_EXTRAIT_:
● ● ● ● ● ● ●
Tous les articles de notre série “Mesurer l’agilité” :
- #1 Mesurer l’agilité : qu’est-ce que cela signifie ?
- #2 Mesurer l’agilité : une bonne idée ?
- #3 Mesurer l’agilité : quels pièges éviter ? (1)
- #4 Mesurer l’agilité : quels pièges éviter ? (2)
- #5 Mesurer l’agilité : que mesurer ? (1)
- #6 Mesurer l’agilité : que mesurer ? (2)
- #7 Mesurer l’agilité : le mot de la fin
Précédemment, dans la mesure de l’agilité…
Que peut-on mesurer pour se rendre compte de notre capacité à être plus agiles ? Et à quoi cela va-t-il nous servir ?
Dans le précédent article, nous avons parlé de trois indicateurs agiles : l’évolution de la valeur ajoutée perçue par les utilisateurs, l’évolution du temps de cycle et l’évolution du temps de traversée.
En voici trois supplémentaires.
● ● ● ● ● ● ●
_LISTE AFFICHÉE_:

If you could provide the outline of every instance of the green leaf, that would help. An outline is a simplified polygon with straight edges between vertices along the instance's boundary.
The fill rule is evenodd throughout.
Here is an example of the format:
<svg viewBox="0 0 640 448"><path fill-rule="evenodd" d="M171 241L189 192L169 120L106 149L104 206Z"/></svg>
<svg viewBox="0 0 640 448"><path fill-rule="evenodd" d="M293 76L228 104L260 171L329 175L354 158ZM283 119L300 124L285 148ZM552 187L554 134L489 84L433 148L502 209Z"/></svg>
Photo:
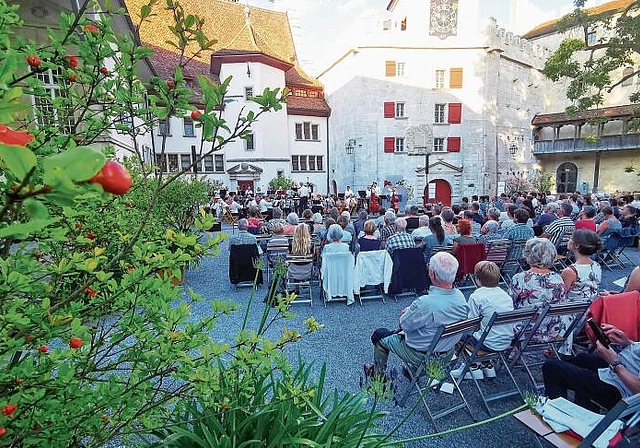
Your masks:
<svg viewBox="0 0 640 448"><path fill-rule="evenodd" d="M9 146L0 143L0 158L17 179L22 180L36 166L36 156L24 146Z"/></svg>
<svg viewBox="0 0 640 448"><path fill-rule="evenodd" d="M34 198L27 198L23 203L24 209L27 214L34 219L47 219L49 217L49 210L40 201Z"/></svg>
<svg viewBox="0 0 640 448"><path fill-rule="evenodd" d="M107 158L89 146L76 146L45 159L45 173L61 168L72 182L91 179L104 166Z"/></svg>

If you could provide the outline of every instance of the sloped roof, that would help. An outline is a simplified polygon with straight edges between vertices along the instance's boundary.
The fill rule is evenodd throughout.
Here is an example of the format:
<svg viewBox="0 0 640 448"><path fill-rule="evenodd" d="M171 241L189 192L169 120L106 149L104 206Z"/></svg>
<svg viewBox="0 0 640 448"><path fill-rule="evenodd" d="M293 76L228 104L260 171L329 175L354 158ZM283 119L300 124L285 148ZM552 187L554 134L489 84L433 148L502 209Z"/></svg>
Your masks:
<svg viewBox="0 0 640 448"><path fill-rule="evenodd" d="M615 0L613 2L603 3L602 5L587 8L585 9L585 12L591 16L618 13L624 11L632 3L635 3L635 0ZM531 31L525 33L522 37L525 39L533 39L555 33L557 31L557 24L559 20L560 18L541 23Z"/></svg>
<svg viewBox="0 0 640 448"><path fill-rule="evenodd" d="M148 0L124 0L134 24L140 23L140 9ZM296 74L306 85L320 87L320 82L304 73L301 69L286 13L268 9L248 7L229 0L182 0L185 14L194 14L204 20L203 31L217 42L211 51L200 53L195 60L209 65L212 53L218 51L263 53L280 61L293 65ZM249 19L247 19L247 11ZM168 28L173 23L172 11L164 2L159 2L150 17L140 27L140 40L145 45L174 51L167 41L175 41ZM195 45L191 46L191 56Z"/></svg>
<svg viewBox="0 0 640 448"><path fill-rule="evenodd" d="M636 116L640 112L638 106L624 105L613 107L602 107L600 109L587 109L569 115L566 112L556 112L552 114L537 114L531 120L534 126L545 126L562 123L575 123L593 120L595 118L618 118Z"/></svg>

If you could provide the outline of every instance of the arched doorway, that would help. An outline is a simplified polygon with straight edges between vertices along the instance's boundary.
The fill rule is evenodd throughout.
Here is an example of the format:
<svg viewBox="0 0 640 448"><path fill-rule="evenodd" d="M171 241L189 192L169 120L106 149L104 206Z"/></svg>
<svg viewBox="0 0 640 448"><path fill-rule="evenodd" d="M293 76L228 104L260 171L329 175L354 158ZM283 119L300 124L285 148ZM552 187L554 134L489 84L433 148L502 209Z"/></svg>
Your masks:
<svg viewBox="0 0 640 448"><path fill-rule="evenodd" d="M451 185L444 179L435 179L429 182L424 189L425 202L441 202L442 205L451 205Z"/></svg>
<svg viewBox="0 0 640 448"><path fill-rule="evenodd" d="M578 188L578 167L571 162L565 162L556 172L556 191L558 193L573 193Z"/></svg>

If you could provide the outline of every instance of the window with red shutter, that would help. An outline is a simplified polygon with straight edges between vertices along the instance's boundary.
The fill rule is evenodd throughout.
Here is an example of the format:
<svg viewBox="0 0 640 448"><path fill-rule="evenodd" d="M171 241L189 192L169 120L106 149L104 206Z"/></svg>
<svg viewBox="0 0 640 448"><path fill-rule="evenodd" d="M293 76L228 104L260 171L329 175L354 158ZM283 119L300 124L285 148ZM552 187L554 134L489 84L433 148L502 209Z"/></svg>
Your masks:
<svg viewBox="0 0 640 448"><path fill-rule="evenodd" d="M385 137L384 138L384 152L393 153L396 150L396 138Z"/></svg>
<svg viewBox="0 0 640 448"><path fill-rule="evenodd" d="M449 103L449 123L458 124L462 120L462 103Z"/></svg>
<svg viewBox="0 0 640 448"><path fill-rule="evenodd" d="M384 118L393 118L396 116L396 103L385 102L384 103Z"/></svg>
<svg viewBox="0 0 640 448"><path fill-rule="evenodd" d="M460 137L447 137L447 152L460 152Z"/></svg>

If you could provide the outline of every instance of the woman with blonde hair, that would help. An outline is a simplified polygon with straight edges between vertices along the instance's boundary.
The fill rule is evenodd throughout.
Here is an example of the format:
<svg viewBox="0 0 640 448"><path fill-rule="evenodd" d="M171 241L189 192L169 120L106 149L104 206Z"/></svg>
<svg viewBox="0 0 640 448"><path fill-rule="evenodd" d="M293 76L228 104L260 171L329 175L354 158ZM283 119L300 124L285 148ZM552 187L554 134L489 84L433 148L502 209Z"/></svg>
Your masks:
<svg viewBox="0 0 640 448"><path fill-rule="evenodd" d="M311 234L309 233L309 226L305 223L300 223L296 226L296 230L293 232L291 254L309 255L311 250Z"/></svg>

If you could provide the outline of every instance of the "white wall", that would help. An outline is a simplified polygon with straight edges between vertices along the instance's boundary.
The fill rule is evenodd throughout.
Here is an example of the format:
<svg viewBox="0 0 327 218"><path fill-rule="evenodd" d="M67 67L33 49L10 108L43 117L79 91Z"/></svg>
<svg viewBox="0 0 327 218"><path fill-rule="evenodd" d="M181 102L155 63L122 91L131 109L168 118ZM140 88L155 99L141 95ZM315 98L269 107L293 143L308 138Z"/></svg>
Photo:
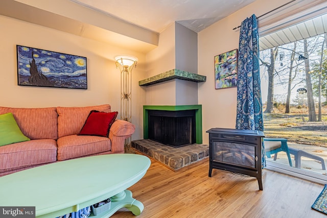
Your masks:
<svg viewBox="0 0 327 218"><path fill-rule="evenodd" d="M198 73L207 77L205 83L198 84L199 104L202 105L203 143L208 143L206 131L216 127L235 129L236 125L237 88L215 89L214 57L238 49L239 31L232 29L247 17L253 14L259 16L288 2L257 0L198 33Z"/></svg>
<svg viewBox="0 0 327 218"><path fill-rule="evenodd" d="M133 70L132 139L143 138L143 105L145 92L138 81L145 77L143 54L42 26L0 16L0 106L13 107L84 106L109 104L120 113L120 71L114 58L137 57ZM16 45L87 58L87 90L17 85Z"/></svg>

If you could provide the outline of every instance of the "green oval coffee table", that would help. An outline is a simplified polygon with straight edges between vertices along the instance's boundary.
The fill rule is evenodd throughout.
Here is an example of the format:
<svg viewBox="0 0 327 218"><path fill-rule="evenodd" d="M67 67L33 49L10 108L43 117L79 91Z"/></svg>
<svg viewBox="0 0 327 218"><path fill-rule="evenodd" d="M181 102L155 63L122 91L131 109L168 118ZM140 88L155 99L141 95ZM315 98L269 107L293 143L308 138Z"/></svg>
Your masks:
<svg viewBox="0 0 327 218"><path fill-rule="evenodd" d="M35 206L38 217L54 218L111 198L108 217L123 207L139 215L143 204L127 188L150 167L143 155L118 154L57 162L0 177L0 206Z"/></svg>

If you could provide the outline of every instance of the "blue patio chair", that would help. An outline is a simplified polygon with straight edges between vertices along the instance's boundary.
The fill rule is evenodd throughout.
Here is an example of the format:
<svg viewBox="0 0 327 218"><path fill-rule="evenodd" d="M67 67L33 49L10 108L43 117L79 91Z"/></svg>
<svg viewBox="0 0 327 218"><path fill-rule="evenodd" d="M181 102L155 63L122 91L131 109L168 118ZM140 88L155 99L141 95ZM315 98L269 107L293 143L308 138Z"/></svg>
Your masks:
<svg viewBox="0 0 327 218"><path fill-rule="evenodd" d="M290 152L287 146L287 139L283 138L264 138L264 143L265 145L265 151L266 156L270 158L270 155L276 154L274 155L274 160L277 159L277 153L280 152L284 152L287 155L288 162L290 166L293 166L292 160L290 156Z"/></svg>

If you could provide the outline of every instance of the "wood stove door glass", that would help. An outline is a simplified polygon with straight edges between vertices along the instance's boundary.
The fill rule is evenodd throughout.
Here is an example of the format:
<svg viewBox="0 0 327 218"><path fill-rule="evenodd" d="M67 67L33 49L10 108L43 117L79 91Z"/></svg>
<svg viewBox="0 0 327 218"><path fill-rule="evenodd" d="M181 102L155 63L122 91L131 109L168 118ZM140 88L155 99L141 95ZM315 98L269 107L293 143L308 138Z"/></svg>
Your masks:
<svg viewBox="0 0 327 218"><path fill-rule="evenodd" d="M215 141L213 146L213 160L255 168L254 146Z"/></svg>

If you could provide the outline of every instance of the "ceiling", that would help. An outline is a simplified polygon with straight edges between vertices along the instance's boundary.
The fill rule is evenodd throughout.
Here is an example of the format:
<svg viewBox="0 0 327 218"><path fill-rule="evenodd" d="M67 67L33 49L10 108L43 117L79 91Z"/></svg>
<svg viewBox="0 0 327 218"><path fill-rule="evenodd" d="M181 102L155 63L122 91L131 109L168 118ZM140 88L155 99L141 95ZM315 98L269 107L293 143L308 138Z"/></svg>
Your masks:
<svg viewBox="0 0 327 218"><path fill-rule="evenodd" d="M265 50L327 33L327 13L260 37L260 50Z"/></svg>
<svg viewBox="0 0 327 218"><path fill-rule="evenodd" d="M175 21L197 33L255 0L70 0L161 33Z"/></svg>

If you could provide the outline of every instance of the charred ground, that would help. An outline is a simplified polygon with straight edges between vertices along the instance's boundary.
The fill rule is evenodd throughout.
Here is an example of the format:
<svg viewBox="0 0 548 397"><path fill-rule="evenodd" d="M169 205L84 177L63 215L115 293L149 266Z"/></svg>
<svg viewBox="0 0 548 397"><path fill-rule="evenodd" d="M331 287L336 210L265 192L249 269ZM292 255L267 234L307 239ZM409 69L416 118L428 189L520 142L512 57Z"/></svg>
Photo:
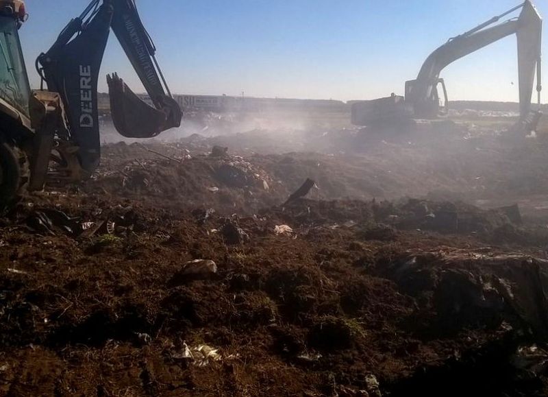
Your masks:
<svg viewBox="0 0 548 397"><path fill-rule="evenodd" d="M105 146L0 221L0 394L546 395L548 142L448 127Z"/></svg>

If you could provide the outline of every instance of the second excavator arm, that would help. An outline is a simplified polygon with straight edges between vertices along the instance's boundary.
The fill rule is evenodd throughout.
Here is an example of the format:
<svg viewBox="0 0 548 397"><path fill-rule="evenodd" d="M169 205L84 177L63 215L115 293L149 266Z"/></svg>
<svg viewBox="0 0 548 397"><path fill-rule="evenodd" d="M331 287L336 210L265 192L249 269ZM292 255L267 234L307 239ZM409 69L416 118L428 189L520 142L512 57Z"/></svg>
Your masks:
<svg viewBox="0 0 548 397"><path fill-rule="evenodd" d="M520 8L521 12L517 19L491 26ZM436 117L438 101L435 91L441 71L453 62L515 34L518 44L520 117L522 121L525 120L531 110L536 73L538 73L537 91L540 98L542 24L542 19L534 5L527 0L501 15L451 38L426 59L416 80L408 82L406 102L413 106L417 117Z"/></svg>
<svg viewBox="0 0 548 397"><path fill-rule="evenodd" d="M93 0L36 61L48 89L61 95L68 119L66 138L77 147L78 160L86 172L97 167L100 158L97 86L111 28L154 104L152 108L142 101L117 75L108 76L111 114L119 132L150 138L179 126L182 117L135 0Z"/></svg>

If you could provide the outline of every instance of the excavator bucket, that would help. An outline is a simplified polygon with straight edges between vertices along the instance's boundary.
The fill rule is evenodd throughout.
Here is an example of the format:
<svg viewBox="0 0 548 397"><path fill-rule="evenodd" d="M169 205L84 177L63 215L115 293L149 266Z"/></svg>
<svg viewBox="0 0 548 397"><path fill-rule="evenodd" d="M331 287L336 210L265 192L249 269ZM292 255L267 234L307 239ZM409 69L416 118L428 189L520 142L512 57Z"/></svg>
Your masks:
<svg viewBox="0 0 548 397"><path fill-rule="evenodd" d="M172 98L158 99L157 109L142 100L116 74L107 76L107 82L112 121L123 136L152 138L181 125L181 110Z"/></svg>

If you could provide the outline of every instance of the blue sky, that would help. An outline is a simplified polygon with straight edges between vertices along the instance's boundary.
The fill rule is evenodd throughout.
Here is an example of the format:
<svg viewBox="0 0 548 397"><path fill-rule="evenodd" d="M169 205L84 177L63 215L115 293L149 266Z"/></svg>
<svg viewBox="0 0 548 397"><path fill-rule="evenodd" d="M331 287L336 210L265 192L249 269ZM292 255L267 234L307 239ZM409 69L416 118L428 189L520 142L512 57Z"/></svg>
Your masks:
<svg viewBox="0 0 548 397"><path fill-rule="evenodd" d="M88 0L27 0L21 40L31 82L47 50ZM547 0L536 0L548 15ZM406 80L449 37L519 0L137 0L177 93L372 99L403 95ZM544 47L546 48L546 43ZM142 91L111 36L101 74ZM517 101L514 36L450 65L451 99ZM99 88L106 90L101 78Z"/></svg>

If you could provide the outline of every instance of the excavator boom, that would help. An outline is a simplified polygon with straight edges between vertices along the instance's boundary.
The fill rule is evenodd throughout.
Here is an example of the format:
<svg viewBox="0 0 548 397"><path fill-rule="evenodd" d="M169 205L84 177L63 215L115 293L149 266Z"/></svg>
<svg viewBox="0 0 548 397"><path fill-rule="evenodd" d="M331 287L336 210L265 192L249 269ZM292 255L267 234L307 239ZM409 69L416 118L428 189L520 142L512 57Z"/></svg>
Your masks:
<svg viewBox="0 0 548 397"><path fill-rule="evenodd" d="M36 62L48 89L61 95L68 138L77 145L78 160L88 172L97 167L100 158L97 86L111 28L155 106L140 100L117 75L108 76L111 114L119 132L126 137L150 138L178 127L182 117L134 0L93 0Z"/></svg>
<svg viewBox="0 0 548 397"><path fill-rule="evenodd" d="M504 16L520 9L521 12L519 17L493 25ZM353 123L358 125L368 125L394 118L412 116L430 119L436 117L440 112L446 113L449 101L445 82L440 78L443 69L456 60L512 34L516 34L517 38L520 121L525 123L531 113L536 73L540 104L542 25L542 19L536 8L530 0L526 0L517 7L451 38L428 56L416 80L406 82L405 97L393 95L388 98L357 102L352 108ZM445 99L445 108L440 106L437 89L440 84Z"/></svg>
● ● ● ● ● ● ●
_CONSIGNE 1_:
Redonnez à l'identique tout ce qui va de « Tous les articles » jusqu'à « éviter ? (2) » dans l'extrait sur la mesure de l'agilité.
_CONSIGNE 2_:
Relevez chaque ligne de la liste qui contient le mot « green » et recopiez-la.

_CORRIGÉ 1_:
Tous les articles de notre série “Mesurer l’agilité” :
- #1 Mesurer l’agilité : qu’est-ce que cela signifie ?
- #2 Mesurer l’agilité : une bonne idée ?
- #3 Mesurer l’agilité : quels pièges éviter ? (1)
- #4 Mesurer l’agilité : quels pièges éviter ? (2)

_CORRIGÉ 2_:
If you could provide the outline of every instance of the green leaf, that would help. An outline is a simplified polygon with straight edges between vertices along the instance's boundary.
If you could provide the outline of every instance of the "green oval coffee table", that would help. An outline is a simplified polygon with straight edges between vertices along the instance's boundary.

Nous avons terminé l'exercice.